PROVIDED RECORDS
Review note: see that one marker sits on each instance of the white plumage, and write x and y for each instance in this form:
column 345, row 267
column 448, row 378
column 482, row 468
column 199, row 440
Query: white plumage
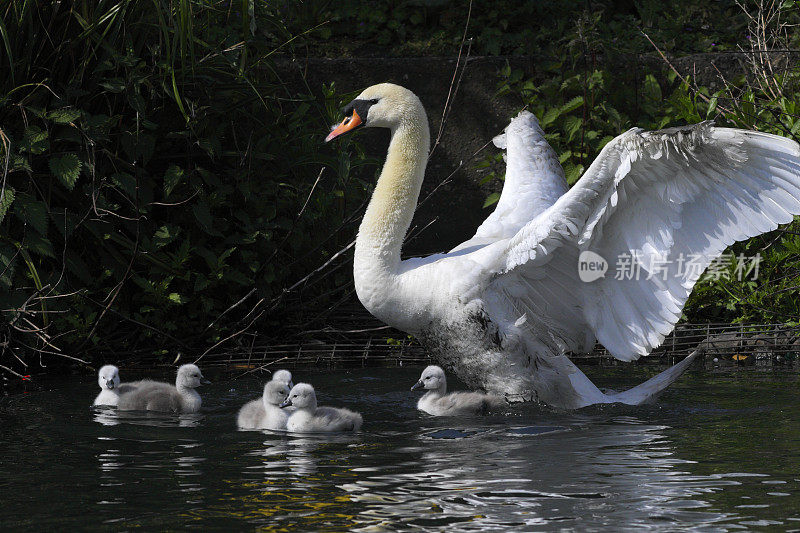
column 437, row 402
column 308, row 418
column 504, row 308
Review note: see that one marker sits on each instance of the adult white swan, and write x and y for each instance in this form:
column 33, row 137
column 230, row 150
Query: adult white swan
column 503, row 308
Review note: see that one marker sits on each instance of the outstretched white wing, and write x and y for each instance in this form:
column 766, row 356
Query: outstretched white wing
column 674, row 199
column 534, row 181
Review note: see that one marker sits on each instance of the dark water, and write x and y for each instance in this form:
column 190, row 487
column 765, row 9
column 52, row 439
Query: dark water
column 718, row 452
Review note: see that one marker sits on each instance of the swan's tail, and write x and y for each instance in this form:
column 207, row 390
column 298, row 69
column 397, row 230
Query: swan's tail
column 650, row 389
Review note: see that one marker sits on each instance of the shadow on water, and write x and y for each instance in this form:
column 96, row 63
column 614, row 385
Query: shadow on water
column 716, row 453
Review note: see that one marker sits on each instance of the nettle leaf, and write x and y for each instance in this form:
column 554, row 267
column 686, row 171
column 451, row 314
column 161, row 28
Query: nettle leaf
column 572, row 125
column 32, row 212
column 125, row 183
column 66, row 168
column 6, row 199
column 572, row 105
column 39, row 245
column 203, row 215
column 64, row 116
column 34, row 140
column 176, row 298
column 172, row 177
column 165, row 235
column 7, row 262
column 550, row 116
column 491, row 199
column 114, row 85
column 651, row 89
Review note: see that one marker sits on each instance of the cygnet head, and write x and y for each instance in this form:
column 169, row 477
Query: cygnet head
column 432, row 378
column 190, row 377
column 283, row 376
column 108, row 377
column 275, row 392
column 385, row 105
column 301, row 396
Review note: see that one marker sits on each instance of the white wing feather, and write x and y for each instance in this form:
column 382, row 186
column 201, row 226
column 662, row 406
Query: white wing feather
column 686, row 192
column 534, row 181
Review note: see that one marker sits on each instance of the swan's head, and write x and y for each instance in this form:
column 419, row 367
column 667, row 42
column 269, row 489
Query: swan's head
column 108, row 377
column 432, row 378
column 283, row 376
column 301, row 396
column 385, row 105
column 275, row 392
column 190, row 377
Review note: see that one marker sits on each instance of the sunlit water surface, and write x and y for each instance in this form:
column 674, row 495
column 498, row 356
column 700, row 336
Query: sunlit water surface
column 718, row 452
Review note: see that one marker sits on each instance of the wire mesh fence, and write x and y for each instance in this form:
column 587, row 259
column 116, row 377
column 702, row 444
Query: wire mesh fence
column 355, row 338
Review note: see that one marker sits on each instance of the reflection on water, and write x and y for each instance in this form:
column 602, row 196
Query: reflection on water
column 717, row 453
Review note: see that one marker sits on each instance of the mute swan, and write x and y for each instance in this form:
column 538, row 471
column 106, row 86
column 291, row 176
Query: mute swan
column 308, row 418
column 157, row 396
column 437, row 403
column 265, row 412
column 254, row 413
column 108, row 379
column 504, row 308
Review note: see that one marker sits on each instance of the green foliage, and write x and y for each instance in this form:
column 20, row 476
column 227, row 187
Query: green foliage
column 509, row 27
column 157, row 174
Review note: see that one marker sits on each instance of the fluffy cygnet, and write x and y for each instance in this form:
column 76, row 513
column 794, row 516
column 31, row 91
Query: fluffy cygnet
column 308, row 418
column 110, row 387
column 157, row 396
column 265, row 412
column 437, row 403
column 108, row 379
column 283, row 376
column 252, row 414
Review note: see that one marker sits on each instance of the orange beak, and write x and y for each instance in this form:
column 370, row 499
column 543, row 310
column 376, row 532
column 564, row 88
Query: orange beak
column 348, row 124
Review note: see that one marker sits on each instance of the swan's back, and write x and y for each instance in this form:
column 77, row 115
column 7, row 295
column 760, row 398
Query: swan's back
column 458, row 404
column 325, row 420
column 151, row 396
column 534, row 180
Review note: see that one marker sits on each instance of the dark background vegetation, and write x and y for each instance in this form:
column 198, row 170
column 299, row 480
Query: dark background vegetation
column 164, row 185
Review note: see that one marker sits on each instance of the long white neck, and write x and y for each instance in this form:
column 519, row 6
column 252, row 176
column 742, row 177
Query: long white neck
column 389, row 214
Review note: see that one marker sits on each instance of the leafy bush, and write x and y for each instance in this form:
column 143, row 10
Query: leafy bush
column 155, row 169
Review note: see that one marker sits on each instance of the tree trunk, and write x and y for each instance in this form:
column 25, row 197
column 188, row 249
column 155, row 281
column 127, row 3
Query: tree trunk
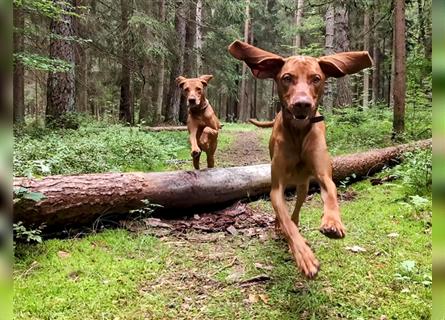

TASK DESCRIPTION
Where an entry contains an image, leave the image out; otherwise retype everything exactly.

ANSWER SECTION
Review note: see that one marker sits on each instance of the white plumage, and write x and y for each instance in this form:
column 345, row 267
column 448, row 378
column 482, row 468
column 199, row 440
Query: white plumage
column 437, row 402
column 308, row 418
column 504, row 308
Review note: see that one marker sits on each instance of the adult white swan, and write x and y for each instance in this form:
column 33, row 137
column 230, row 150
Query: adult white swan
column 503, row 308
Review note: see that one marker sits on each instance of the outstretched white wing, and write x and y for each instance in this form:
column 766, row 356
Query: outstretched white wing
column 674, row 199
column 534, row 181
Review note: see that one marker sits on each instance of the dark water, and write x and y for each instance in this form:
column 190, row 487
column 765, row 9
column 52, row 439
Query: dark water
column 718, row 452
Review note: see that one marker sits on each instance of the swan's tail, and write x and y for each instance in this form:
column 207, row 390
column 298, row 69
column 397, row 230
Query: swan's tail
column 650, row 389
Review note: see that one marker sits on each instance of the shadow on water, and write x and y for each instance in this form:
column 96, row 63
column 614, row 385
Query: shadow on water
column 716, row 453
Review note: see that one marker sits on each instance of the nettle leaf, and write x and y for each instance in this form:
column 554, row 267
column 686, row 171
column 451, row 314
column 161, row 28
Query: nettle leaf
column 572, row 125
column 32, row 212
column 125, row 183
column 66, row 168
column 6, row 199
column 572, row 105
column 39, row 245
column 203, row 215
column 64, row 116
column 34, row 140
column 176, row 298
column 172, row 177
column 165, row 235
column 7, row 262
column 550, row 116
column 491, row 199
column 114, row 85
column 651, row 89
Review note: see that one marker sits on each instance of the cygnet head, and write x and y for each instance in this form:
column 169, row 477
Query: cygnet head
column 432, row 378
column 190, row 377
column 283, row 376
column 108, row 377
column 275, row 392
column 385, row 105
column 301, row 396
Review note: see that one marker sits on each instance of the white wing feather, and write x and y for each instance in this form:
column 382, row 186
column 201, row 226
column 662, row 406
Query: white wing feather
column 686, row 192
column 534, row 181
Review note: see that one marker sits on each instance of the swan's head, and write x and y for each instance in this form:
column 419, row 367
column 667, row 42
column 269, row 489
Query: swan's head
column 108, row 377
column 432, row 378
column 283, row 376
column 301, row 396
column 385, row 105
column 275, row 392
column 190, row 377
Review note: see that one marker sits on each instance of the sunlit water surface, and write x and y for each instance in this form:
column 674, row 495
column 498, row 356
column 700, row 336
Query: sunlit water surface
column 718, row 452
Review note: see that one marker sits on each instance of the wire mesh fence, and write x and y for each instance in this form:
column 587, row 259
column 116, row 377
column 702, row 444
Query: wire mesh fence
column 355, row 338
Review note: see that one marker sits on each instance of the reflection on water, and write x and y for each instance in this form:
column 602, row 196
Query: reflection on water
column 717, row 453
Review note: see that one marker sits on each instance of the mute swan, and write x and y for each instance in this form:
column 538, row 471
column 106, row 86
column 291, row 176
Query: mute swan
column 308, row 418
column 157, row 396
column 437, row 403
column 265, row 412
column 254, row 413
column 108, row 379
column 504, row 308
Review note: see that one marker sits on each instance of the green foliage, and write x and y for each instance in this form:
column 20, row 476
column 227, row 187
Query: green foliage
column 509, row 27
column 157, row 174
Review note: see that one marker sits on each instance of the fluffy cygnet, and write x and y for each instance in this form:
column 76, row 513
column 794, row 516
column 31, row 91
Query: fluffy cygnet
column 308, row 418
column 110, row 387
column 157, row 396
column 265, row 412
column 437, row 403
column 108, row 379
column 283, row 376
column 252, row 414
Review note: see that one marker sits on each instance of the orange beak, and write x and y for each instance in this form:
column 370, row 499
column 543, row 310
column 376, row 532
column 564, row 88
Query: orange beak
column 348, row 124
Review note: see that one marker sits on each instance of the swan's back, and write x and y for each instance in this form:
column 77, row 115
column 7, row 295
column 760, row 398
Query: swan's back
column 458, row 404
column 325, row 420
column 151, row 396
column 534, row 180
Review note: see that one marker sits on each instance of the dark background vegetation, and write x and y for each instance in this form:
column 198, row 170
column 299, row 480
Query: dark background vegetation
column 164, row 185
Review note: see that one marker sits on each instance of the long white neck, and write x and y for each instance in this form:
column 519, row 6
column 252, row 176
column 742, row 177
Query: long white neck
column 389, row 214
Review note: see that one marker sits on each instance of the leafy bush, and write x and y for each instance in this form:
column 143, row 10
Query: leafy bush
column 155, row 169
Review note: see that one marker sits on each instance of the tree trunk, and write x and y for each instance in this form:
column 25, row 197
column 188, row 249
column 155, row 281
column 127, row 3
Query: tree trunk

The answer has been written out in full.